* Task to complete: Write out every line of the entries below as a numbered list, omitting the blank lines.
# # # # #
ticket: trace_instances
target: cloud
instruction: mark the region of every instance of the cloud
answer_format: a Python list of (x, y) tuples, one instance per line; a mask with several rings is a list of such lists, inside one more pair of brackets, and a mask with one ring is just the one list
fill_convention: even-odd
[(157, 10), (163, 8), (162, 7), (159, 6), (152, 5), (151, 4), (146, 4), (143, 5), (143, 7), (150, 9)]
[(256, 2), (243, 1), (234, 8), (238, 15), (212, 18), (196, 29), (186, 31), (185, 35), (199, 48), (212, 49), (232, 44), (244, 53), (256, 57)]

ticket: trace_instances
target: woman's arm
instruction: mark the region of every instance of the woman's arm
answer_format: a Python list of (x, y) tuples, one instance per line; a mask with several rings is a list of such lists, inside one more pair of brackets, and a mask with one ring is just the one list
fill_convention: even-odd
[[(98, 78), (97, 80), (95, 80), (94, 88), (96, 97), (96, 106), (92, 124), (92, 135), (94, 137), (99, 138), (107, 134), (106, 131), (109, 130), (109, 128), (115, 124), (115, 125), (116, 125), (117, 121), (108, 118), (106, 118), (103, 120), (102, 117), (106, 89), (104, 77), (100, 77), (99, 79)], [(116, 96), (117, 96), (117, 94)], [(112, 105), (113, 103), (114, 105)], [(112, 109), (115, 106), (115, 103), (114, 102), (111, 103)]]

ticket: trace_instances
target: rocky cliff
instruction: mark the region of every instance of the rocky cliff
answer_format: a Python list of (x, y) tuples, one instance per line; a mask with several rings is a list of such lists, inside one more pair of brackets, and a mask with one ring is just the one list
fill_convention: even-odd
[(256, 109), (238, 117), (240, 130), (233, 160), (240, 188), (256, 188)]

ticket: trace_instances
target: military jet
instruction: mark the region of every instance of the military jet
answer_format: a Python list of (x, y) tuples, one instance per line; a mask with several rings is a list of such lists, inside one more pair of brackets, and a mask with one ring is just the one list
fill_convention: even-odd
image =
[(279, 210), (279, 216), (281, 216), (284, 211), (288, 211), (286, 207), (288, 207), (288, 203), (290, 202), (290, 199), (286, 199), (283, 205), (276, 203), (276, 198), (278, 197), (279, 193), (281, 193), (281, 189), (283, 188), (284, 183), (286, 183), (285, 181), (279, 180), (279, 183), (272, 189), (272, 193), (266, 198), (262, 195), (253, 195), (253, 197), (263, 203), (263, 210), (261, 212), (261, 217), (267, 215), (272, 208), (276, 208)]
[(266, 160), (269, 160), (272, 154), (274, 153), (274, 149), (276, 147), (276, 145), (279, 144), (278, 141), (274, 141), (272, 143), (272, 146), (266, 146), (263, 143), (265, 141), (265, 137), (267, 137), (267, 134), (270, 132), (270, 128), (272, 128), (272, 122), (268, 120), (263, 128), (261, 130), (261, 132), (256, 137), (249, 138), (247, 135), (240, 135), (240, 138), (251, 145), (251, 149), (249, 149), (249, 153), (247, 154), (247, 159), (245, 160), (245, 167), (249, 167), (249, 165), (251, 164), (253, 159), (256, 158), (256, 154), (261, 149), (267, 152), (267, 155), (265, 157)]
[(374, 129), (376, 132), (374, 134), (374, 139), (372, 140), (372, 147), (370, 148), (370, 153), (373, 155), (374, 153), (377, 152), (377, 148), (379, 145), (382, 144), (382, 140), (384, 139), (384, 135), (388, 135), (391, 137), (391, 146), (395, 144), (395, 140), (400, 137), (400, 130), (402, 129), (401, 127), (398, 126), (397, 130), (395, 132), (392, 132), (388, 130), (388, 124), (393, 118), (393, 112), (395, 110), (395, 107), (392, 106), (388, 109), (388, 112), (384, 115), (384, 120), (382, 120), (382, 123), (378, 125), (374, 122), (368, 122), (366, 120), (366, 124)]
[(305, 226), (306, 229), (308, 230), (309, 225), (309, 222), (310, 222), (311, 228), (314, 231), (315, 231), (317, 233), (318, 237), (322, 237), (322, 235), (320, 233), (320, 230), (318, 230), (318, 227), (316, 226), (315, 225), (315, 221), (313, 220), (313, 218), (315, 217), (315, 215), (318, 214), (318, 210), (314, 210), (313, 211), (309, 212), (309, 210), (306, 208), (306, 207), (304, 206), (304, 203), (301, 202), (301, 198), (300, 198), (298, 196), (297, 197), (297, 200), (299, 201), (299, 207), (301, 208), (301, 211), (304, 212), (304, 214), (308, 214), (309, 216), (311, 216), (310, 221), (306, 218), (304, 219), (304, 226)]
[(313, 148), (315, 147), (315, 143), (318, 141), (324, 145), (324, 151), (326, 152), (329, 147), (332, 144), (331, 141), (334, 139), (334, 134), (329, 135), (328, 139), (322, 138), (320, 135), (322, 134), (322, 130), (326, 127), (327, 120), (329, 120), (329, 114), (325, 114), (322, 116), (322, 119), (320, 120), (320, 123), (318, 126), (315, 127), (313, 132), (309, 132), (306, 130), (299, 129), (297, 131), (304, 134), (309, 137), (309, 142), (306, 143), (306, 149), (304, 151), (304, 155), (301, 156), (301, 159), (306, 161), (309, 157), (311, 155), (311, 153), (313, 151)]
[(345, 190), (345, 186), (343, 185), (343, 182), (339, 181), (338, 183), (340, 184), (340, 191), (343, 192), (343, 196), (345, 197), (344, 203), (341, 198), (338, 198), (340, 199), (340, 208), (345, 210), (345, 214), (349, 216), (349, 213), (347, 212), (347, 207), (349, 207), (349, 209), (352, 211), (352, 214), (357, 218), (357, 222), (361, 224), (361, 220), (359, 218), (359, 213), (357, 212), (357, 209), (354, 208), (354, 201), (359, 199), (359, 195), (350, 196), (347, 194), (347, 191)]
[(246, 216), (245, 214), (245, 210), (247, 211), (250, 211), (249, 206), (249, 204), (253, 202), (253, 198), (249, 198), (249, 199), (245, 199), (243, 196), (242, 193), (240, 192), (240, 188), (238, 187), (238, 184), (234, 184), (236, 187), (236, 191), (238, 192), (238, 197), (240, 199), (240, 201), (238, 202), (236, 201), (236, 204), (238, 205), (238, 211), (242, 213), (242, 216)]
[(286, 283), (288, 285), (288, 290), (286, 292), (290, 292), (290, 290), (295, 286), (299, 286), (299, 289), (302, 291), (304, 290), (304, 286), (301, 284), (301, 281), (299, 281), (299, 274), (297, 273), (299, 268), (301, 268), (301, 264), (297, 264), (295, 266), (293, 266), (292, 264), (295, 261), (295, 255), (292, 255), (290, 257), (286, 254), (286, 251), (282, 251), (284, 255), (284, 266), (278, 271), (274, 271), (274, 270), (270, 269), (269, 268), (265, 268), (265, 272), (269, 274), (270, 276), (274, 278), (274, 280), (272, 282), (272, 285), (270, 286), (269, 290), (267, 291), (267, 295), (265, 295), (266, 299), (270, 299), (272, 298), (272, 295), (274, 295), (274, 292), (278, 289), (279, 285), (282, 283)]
# # # # #
* Answer to this problem:
1. ticket: trace_instances
2. target: cloud
3. instruction: mark the region of every instance of the cloud
4. answer_format: a Python list of (x, y) tuples, one instance per line; a mask with several rings is a list of such lists, inside one more pair of brackets, and a mask with one ring is just the one list
5. fill_convention: even-odd
6. [(157, 10), (163, 8), (162, 7), (159, 6), (152, 5), (151, 4), (146, 4), (143, 5), (143, 7), (150, 9)]
7. [(256, 2), (243, 1), (234, 8), (238, 15), (212, 18), (196, 29), (186, 31), (185, 35), (199, 48), (212, 49), (232, 44), (244, 53), (256, 57)]
8. ticket: trace_instances
9. target: woman's arm
10. instruction: mark the region of every instance of the woman's arm
11. answer_format: a Python list of (x, y) tuples, one instance per line; a mask with several rings is a list of such lists, inside one more pair of brackets, and a mask with one ring is just the one list
12. fill_convention: even-odd
13. [[(98, 78), (97, 80), (95, 80), (94, 88), (96, 97), (96, 106), (92, 124), (92, 135), (94, 137), (99, 138), (107, 134), (106, 131), (109, 130), (109, 128), (115, 124), (115, 125), (116, 125), (117, 121), (108, 118), (106, 118), (103, 120), (102, 117), (106, 89), (104, 77), (100, 77), (99, 79)], [(116, 96), (117, 96), (117, 94)], [(112, 105), (113, 103), (114, 105)], [(112, 109), (115, 106), (115, 103), (114, 102), (111, 103)]]
14. ticket: trace_instances
15. target: rocky cliff
16. instruction: mark the region of every instance of the rocky cliff
17. answer_format: a Python list of (x, y) tuples, one instance per line; a mask with several rings is a list of such lists, inside one more pair of brackets, and a mask with one ring is just the one list
18. fill_convention: even-odd
19. [(256, 109), (238, 117), (240, 130), (233, 160), (240, 188), (256, 188)]
20. ticket: trace_instances
21. target: military jet
22. instruction: mark the region of every instance of the military jet
23. answer_format: a Python list of (x, y) tuples, one instance per line; a mask with several rings is a list of such lists, inside one more pair of brackets, and a mask with one ring is just the one list
24. fill_convention: even-odd
25. image =
26. [(279, 210), (279, 216), (281, 216), (284, 211), (288, 211), (286, 207), (288, 207), (288, 203), (290, 202), (290, 199), (286, 199), (283, 205), (276, 203), (276, 198), (278, 197), (279, 193), (281, 193), (281, 189), (283, 188), (284, 183), (286, 183), (285, 181), (279, 180), (279, 183), (272, 189), (272, 193), (266, 198), (262, 195), (253, 195), (253, 197), (263, 203), (263, 210), (261, 212), (261, 217), (267, 215), (272, 208), (276, 208)]
27. [(266, 160), (269, 160), (272, 154), (274, 153), (274, 149), (276, 147), (276, 145), (279, 144), (278, 141), (274, 141), (272, 143), (272, 146), (266, 146), (263, 143), (265, 141), (265, 137), (267, 137), (267, 134), (270, 132), (270, 128), (272, 128), (272, 122), (268, 120), (263, 128), (261, 130), (261, 132), (256, 137), (249, 138), (247, 135), (240, 135), (240, 138), (251, 145), (251, 149), (249, 149), (249, 153), (247, 154), (247, 159), (245, 160), (245, 167), (249, 167), (249, 165), (251, 164), (253, 159), (256, 158), (256, 154), (261, 149), (267, 152), (267, 155), (265, 157)]
28. [(374, 129), (376, 132), (374, 134), (374, 139), (372, 140), (372, 147), (370, 148), (370, 153), (373, 155), (374, 153), (377, 152), (377, 148), (379, 145), (382, 144), (382, 140), (384, 139), (384, 135), (388, 135), (391, 137), (391, 146), (395, 144), (395, 140), (400, 137), (400, 130), (402, 129), (401, 127), (398, 126), (397, 130), (395, 132), (392, 132), (388, 130), (388, 124), (393, 118), (393, 112), (395, 110), (395, 107), (392, 106), (388, 109), (388, 112), (384, 115), (384, 120), (382, 120), (382, 123), (378, 125), (374, 122), (368, 122), (366, 120), (366, 124)]
29. [(305, 226), (306, 229), (308, 230), (309, 225), (309, 222), (310, 222), (311, 228), (314, 231), (315, 231), (317, 233), (318, 237), (322, 237), (322, 235), (320, 233), (320, 230), (318, 230), (318, 227), (316, 226), (315, 225), (315, 221), (313, 220), (313, 218), (315, 217), (315, 215), (318, 214), (318, 210), (314, 210), (313, 211), (309, 212), (309, 210), (306, 208), (306, 207), (304, 206), (304, 203), (301, 202), (301, 198), (300, 198), (298, 196), (297, 197), (297, 200), (299, 201), (299, 207), (301, 208), (301, 211), (304, 212), (304, 214), (308, 214), (309, 216), (311, 216), (310, 221), (306, 218), (304, 219), (304, 226)]
30. [(313, 148), (315, 147), (315, 143), (318, 141), (324, 145), (324, 151), (326, 152), (329, 147), (332, 144), (331, 141), (334, 139), (334, 134), (329, 135), (328, 139), (322, 138), (320, 135), (322, 134), (322, 130), (326, 127), (327, 120), (329, 120), (329, 114), (325, 114), (322, 116), (322, 119), (320, 120), (320, 123), (318, 126), (315, 127), (313, 132), (309, 132), (306, 130), (299, 129), (297, 131), (304, 134), (309, 137), (309, 142), (306, 143), (306, 149), (304, 151), (304, 155), (301, 156), (301, 159), (306, 161), (309, 157), (311, 155), (311, 153), (313, 151)]
31. [(345, 190), (345, 186), (343, 185), (343, 182), (339, 181), (338, 183), (340, 184), (340, 191), (343, 192), (343, 196), (345, 197), (344, 203), (341, 198), (338, 198), (340, 199), (340, 208), (345, 210), (345, 214), (349, 216), (349, 213), (347, 212), (347, 207), (349, 207), (349, 209), (352, 211), (352, 214), (357, 218), (357, 222), (361, 224), (361, 220), (359, 218), (359, 213), (357, 212), (357, 209), (354, 208), (354, 201), (359, 199), (359, 195), (350, 196), (347, 194), (347, 191)]
32. [(246, 216), (245, 214), (245, 210), (247, 211), (250, 211), (249, 206), (249, 204), (253, 202), (253, 198), (249, 198), (249, 199), (245, 199), (243, 196), (242, 193), (240, 192), (240, 188), (238, 187), (238, 184), (234, 184), (236, 187), (236, 191), (238, 192), (238, 197), (240, 199), (240, 201), (238, 202), (236, 201), (236, 204), (238, 205), (238, 211), (242, 213), (242, 216)]
33. [(286, 283), (288, 285), (288, 290), (286, 292), (290, 292), (290, 290), (295, 286), (299, 286), (299, 289), (302, 291), (304, 290), (304, 286), (301, 284), (301, 281), (299, 281), (299, 274), (297, 273), (299, 268), (301, 268), (301, 264), (297, 264), (295, 266), (293, 266), (292, 264), (295, 261), (295, 255), (292, 255), (290, 257), (286, 254), (286, 251), (282, 251), (284, 255), (284, 266), (278, 271), (274, 271), (274, 270), (270, 269), (269, 268), (265, 268), (265, 272), (269, 274), (270, 276), (274, 278), (274, 280), (272, 282), (272, 285), (270, 286), (269, 290), (267, 291), (267, 295), (265, 295), (266, 299), (270, 299), (272, 298), (272, 295), (274, 295), (274, 292), (278, 289), (279, 285), (282, 283)]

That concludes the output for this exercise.